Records
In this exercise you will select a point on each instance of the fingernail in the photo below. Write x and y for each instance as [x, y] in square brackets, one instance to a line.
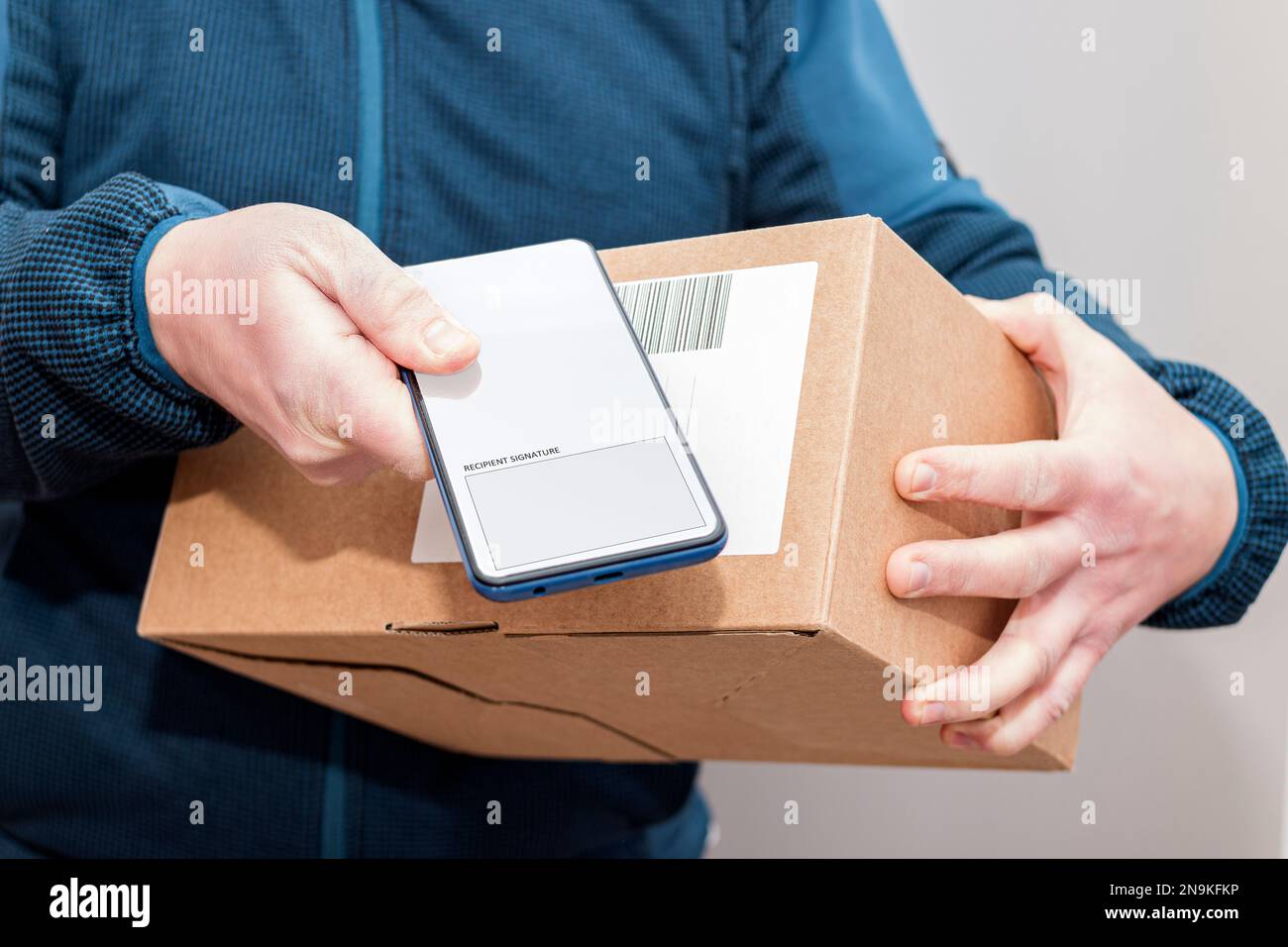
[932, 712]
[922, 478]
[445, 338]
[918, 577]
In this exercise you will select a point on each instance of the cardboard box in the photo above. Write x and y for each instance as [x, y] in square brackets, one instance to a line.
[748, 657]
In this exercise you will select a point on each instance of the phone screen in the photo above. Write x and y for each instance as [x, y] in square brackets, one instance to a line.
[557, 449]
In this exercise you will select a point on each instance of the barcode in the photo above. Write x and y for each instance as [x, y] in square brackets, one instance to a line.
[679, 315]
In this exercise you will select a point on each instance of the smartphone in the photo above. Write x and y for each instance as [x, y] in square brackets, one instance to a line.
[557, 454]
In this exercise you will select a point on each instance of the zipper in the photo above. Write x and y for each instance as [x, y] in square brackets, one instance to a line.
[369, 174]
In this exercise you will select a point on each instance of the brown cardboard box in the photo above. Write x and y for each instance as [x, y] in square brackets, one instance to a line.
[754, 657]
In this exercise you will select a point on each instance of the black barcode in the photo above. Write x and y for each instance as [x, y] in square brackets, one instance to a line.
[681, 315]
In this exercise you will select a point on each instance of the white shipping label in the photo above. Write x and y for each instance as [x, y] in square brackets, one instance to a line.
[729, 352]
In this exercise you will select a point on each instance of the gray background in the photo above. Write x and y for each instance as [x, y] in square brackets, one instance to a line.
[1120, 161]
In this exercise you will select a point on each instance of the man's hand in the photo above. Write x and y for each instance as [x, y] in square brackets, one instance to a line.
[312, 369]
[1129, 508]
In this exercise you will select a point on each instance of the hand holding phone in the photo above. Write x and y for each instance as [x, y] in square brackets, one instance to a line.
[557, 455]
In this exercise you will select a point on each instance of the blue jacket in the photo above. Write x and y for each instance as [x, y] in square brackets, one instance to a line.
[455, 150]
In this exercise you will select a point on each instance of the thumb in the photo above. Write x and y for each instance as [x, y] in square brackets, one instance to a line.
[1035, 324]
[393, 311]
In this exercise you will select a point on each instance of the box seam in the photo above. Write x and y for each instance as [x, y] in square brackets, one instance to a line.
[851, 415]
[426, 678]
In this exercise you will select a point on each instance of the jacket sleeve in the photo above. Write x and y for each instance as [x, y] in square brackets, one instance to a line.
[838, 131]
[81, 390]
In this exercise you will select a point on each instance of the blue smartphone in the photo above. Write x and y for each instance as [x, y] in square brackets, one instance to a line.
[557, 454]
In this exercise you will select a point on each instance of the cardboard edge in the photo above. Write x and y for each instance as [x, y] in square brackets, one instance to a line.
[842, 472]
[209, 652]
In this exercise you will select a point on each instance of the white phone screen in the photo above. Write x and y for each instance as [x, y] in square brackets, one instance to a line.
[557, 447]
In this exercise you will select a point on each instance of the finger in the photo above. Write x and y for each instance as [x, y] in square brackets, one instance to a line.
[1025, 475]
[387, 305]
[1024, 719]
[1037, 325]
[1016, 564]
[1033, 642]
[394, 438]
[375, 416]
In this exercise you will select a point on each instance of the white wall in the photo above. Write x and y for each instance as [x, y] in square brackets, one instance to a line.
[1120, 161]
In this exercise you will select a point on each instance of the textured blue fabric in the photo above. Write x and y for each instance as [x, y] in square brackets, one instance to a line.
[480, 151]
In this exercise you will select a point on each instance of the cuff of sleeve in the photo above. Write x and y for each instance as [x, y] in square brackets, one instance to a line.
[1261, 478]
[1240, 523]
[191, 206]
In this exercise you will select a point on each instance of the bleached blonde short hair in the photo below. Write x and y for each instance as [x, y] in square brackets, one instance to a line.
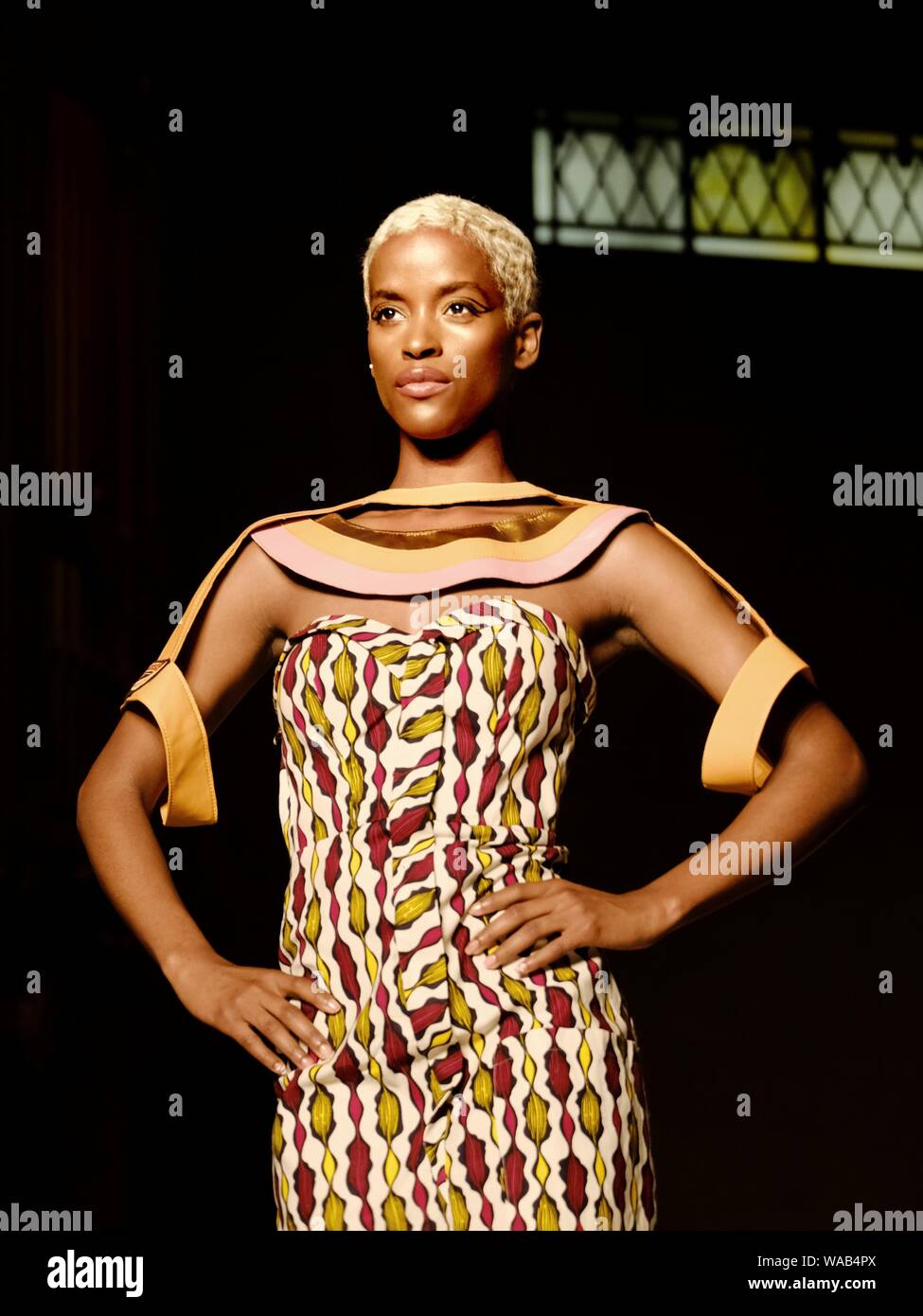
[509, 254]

THE TASK
Output the line that contains "of the cuff" and every subsequent line through the end of the entries, exactly as given, without pictures.

EXPECTED ANSWER
In this exercise you will select a point on each instance of the cuff of sleeve in the photo above. Write x and y for each instance as [x, y] in square brackets, one instance to a line.
[1261, 478]
[1240, 523]
[191, 206]
In this exercise you will select a point on each instance of the bleached blonde short hair in the photo below. Write x and y for each instance as [x, y] in square brackets, one instance to a line.
[509, 254]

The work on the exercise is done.